Data from a labeling collection
● ● ●
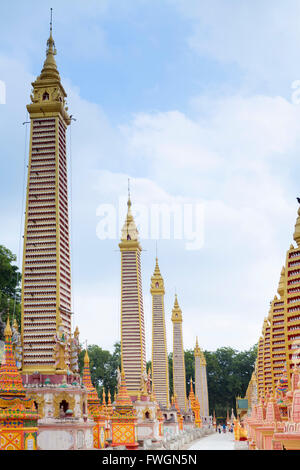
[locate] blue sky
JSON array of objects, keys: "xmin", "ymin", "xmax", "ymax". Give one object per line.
[{"xmin": 0, "ymin": 0, "xmax": 300, "ymax": 358}]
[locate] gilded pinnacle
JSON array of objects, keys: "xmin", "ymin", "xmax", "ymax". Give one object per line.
[
  {"xmin": 294, "ymin": 207, "xmax": 300, "ymax": 246},
  {"xmin": 171, "ymin": 294, "xmax": 182, "ymax": 323},
  {"xmin": 121, "ymin": 197, "xmax": 139, "ymax": 241},
  {"xmin": 4, "ymin": 317, "xmax": 12, "ymax": 337}
]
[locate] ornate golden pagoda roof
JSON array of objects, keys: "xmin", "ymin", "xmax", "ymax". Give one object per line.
● ● ●
#### THE REQUEST
Copy every line of the data above word for word, but leave out the pictures.

#### REPLY
[locate] blue sky
JSON array of objects, keys: "xmin", "ymin", "xmax", "ymax". Give one object per line.
[{"xmin": 0, "ymin": 0, "xmax": 300, "ymax": 358}]
[locate] gilded pinnacle
JSON array of objects, keys: "xmin", "ymin", "xmax", "ymax". Give one object per line.
[
  {"xmin": 294, "ymin": 207, "xmax": 300, "ymax": 246},
  {"xmin": 171, "ymin": 294, "xmax": 182, "ymax": 323},
  {"xmin": 121, "ymin": 197, "xmax": 139, "ymax": 241},
  {"xmin": 4, "ymin": 317, "xmax": 12, "ymax": 337}
]
[locate] ornate golden pagoda roof
JSON array of objects, keys: "xmin", "ymin", "xmax", "ymax". Give one object per line.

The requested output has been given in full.